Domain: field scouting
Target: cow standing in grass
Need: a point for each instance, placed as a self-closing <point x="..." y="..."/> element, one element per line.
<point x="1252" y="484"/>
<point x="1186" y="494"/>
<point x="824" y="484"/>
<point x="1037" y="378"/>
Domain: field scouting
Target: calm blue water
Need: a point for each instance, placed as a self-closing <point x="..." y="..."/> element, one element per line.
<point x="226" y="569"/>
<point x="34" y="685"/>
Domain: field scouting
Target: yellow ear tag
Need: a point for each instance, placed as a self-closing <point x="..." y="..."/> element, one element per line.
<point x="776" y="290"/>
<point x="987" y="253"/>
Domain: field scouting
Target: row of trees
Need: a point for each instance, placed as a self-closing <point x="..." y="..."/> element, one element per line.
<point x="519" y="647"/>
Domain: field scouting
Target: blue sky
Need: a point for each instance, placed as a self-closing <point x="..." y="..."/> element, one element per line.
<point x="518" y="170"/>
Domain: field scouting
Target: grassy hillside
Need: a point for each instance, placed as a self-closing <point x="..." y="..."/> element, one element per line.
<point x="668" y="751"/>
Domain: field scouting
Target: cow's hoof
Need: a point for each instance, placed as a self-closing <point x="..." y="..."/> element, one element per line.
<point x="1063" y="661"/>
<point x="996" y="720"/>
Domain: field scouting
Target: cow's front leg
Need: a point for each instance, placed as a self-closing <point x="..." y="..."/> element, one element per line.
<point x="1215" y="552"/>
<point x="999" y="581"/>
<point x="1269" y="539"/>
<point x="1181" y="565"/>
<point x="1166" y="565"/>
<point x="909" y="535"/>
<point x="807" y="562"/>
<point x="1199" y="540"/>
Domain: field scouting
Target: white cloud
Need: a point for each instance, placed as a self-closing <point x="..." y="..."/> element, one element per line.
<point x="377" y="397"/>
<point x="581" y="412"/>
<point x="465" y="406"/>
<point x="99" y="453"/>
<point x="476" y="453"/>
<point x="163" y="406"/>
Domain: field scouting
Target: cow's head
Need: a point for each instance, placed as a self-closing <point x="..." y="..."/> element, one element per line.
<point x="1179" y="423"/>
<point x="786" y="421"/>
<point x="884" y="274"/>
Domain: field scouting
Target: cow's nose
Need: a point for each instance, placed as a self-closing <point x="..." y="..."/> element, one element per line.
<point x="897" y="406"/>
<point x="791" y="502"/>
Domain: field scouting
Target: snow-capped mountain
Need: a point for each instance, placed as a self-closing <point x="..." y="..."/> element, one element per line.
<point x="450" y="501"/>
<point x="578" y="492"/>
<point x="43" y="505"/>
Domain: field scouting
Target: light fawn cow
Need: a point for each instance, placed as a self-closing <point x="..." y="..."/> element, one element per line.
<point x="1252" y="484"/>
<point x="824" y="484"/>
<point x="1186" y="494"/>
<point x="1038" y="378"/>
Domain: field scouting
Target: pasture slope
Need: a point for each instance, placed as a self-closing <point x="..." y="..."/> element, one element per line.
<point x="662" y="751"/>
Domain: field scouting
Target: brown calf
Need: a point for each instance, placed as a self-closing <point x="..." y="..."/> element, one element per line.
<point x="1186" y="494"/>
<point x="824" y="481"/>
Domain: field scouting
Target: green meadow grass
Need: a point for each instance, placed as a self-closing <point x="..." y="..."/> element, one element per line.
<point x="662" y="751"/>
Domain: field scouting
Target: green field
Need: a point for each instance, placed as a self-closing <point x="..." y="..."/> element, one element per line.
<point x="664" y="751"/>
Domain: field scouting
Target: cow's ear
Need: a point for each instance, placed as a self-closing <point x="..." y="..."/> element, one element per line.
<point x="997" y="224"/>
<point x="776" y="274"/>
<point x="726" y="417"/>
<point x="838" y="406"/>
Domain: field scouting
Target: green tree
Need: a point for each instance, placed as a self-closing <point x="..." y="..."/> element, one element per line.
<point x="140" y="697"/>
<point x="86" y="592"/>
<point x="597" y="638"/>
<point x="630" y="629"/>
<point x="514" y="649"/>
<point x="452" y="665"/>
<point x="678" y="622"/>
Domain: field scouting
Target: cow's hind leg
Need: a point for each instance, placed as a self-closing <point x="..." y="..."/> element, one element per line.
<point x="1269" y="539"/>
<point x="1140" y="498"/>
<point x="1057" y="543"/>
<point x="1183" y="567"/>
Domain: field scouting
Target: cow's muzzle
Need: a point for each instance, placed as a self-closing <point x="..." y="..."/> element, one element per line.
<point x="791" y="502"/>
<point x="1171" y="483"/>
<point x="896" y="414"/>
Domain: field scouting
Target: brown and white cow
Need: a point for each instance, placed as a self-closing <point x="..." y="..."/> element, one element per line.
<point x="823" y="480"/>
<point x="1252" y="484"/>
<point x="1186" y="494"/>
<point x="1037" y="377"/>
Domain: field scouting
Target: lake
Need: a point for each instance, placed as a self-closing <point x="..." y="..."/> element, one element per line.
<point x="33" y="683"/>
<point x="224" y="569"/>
•••
Both the first line of the records above and the line containing "Target: cow standing in grass" are to be transcribed exactly, together with every line between them, and nothing else.

Domain: field scouting
Target: cow standing in grass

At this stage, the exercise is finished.